-- Begin DATASET EXTRACT --

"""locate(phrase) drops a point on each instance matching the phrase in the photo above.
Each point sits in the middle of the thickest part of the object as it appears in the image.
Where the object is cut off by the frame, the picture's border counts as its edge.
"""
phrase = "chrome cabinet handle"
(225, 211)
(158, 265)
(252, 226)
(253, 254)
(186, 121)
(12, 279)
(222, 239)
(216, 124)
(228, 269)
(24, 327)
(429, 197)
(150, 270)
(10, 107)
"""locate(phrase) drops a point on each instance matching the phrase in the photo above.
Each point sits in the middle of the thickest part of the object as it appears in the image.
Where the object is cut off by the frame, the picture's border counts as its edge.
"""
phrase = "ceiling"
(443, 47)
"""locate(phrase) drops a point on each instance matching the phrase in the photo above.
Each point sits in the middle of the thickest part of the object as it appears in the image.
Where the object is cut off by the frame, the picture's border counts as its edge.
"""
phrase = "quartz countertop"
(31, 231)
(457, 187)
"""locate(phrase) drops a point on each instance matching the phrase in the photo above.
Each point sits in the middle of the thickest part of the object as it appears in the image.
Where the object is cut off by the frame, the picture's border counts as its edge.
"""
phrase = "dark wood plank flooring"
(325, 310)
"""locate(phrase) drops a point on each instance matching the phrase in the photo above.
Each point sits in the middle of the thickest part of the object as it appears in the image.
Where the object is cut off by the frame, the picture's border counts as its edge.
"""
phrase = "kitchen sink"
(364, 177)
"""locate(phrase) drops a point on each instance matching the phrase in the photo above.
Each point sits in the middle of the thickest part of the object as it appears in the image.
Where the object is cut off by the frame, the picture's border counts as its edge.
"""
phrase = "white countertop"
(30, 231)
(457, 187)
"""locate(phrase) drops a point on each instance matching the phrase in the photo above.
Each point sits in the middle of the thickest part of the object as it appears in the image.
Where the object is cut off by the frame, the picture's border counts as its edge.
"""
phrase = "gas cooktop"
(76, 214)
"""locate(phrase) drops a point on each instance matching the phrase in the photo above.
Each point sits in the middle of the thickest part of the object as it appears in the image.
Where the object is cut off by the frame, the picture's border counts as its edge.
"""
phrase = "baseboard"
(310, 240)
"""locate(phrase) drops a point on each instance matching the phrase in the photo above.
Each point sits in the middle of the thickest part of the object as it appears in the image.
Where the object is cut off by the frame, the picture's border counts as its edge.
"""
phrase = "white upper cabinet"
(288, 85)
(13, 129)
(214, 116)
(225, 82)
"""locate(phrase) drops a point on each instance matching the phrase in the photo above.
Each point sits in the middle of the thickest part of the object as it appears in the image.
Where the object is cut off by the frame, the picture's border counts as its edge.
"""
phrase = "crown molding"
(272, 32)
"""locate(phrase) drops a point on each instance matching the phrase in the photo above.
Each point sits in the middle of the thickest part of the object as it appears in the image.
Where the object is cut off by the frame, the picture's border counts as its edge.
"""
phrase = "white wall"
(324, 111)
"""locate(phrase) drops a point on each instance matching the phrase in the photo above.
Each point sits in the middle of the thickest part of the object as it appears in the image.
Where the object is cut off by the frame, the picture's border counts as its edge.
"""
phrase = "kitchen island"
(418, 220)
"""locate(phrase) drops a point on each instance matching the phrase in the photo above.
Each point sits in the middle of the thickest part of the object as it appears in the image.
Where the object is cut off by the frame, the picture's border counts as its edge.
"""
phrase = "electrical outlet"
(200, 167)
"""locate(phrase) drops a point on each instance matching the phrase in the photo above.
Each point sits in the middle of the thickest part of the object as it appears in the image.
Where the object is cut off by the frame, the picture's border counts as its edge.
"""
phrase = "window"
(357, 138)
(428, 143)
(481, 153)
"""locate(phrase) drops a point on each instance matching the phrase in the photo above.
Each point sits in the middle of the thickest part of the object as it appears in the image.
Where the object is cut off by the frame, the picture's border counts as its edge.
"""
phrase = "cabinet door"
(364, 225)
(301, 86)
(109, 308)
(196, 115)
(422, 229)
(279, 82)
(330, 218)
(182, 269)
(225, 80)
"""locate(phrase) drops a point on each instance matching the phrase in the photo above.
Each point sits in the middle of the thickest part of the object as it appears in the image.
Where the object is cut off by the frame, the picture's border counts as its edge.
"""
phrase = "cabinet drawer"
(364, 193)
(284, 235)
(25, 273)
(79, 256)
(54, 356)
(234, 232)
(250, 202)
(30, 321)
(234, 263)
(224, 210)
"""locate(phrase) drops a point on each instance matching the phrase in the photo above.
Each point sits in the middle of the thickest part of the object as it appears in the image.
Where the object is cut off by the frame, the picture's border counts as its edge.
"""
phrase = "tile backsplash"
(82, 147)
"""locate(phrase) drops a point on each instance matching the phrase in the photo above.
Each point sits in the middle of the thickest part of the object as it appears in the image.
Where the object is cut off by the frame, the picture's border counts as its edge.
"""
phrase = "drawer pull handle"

-- End DATASET EXTRACT --

▸ **OBJECTIVE**: Give the listing above again, word for word.

▸ **ANSWER TO THIS TASK**:
"""locate(phrase) drops a point on each instance matching the phrase in the photo above.
Each point sits in the middle of the thickest part of the object as it appears in the image.
Where the object is cut off by the frame, the picture's border counts as its edge.
"""
phrase = "chrome cabinet handle"
(225, 211)
(158, 265)
(252, 226)
(253, 254)
(186, 121)
(12, 279)
(222, 239)
(216, 124)
(228, 269)
(24, 327)
(429, 197)
(150, 270)
(10, 107)
"""locate(phrase) drops a point on each instance matching the phrase in the photo above.
Each point sits in the middle of the thickest part of the object as it appears in the image.
Where the object is cut off by the frame, the picture's border counts as its edge.
"""
phrase = "ceiling"
(443, 47)
"""locate(phrase) drops a point on each instance matching the phrase in the photo above.
Each point sits in the middle of the thickest part of the object as it appears in the image.
Where the object is cut off by the frame, the picture's border counts as its edge.
"""
phrase = "quartz countertop"
(31, 231)
(457, 187)
"""locate(phrase) drops a point on each instance matching the phrase in the photo above.
Each point sits in the middle of the thickest part of the object as it appears in the image.
Where the object is cut off by the frame, the picture's border counts as its edge.
"""
phrase = "dark wood plank flooring"
(325, 310)
"""locate(phrase) drops a point on each instance matching the phrase in the photo above.
Each point sits in the middle of the thickest part of the object as it appears in the image.
Where the object is cut off by the frame, the picture's border counts as its edge.
"""
phrase = "kitchen sink"
(364, 177)
"""locate(phrase) drops a point on each instance matching the phrase in the photo above.
Each point sits in the middle of the thickest part of the object as it appears in the image.
Where the object is cut off by the frame, the picture's border counts as its edge.
"""
phrase = "white countertop"
(30, 231)
(457, 187)
"""locate(phrase) drops a point on each instance matching the phrase in the photo above.
Each point sits in the middle of the thickest part of the object as it appears in the image.
Where the object is cut off by the frame, the picture's border counts as its edge.
"""
phrase = "gas cooktop"
(76, 214)
"""locate(phrase) drops a point on each instance matching the phrase in the photo above.
Each point sits in the middle of the thickest part of the object as it appears in the image.
Where the object is cut off by the frame, the picture's border counts as its edge.
"""
phrase = "baseboard"
(310, 240)
"""locate(phrase) drops a point on each instance matching the phrase in the photo above.
Each point sits in the middle of the thickest part of the object as it appears in the image.
Where the object is cut off by the frame, the picture's border counts as its edge.
"""
phrase = "white upper cabinet"
(288, 85)
(13, 129)
(214, 116)
(225, 82)
"""locate(phrase) drops a point on each instance matching the phrase in the photo above.
Each point sits in the middle of the thickest part of the object as it appears in the image.
Where the object is cut off by the frame, the picture's border counts as its edge.
"""
phrase = "crown molding"
(272, 32)
"""locate(phrase) drops a point on each instance matching the phrase in the photo above.
Each point sits in the middle of the thickest part of the object as it appears in the image.
Where the object is cut off by the frame, the picture's border counts as its edge.
"""
phrase = "white wall"
(324, 111)
"""locate(phrase) drops a point on each instance matching the phrase in the photo above.
Each point sits in the middle of the thickest part of the object as it appears in the image.
Where the object is cut off by the frame, the picture's border counts as its edge.
"""
phrase = "kitchen island"
(418, 220)
"""locate(phrase) drops a point on each instance matching the phrase in the photo above.
Each point sits in the middle of the thickest part of the object as it appears in the image.
Where the object is cut off by the frame, the picture's border counts as its edge.
"""
phrase = "electrical outlet"
(200, 167)
"""locate(phrase) drops a point on each instance matching the phrase in the photo above.
Each point sits in the middle of the thickest part of the object as it appears in the image.
Where the object is cut off by the frame, the picture's border counts as its edge.
"""
phrase = "window"
(357, 138)
(428, 143)
(481, 153)
"""locate(phrase) drops a point on each instance matching the phrase in the photo above.
Each point sits in the middle of the thickest part of the object as it appears in the image.
Where the object is cut off by the frame, the picture's border counts as its edge.
"""
phrase = "cabinet door"
(364, 225)
(301, 86)
(109, 308)
(196, 115)
(422, 229)
(279, 82)
(330, 218)
(182, 269)
(225, 80)
"""locate(phrase) drops a point on each instance matching the phrase in the photo above.
Each point sits in the middle of the thickest part of the object as it appears in the image.
Where the object is cut off by the frame, the picture's border counts as its edge.
"""
phrase = "cabinet drawer"
(364, 193)
(284, 235)
(25, 273)
(79, 256)
(54, 356)
(234, 232)
(250, 202)
(30, 321)
(234, 263)
(224, 210)
"""locate(phrase) drops a point on each instance matching the phrase in the photo above.
Each point sits in the middle of the thickest part of the object as it appears in the image.
Where the object is cut off by the frame, the picture's border counts as its edge.
"""
phrase = "tile backsplash"
(82, 147)
"""locate(phrase) drops a point on each instance matching the phrase in the photo above.
Each point sits in the middle of the thickest part of the object as it appears in the image.
Where the object is cut off by the frame, the picture's border counts as its edge.
"""
phrase = "drawer pull handle"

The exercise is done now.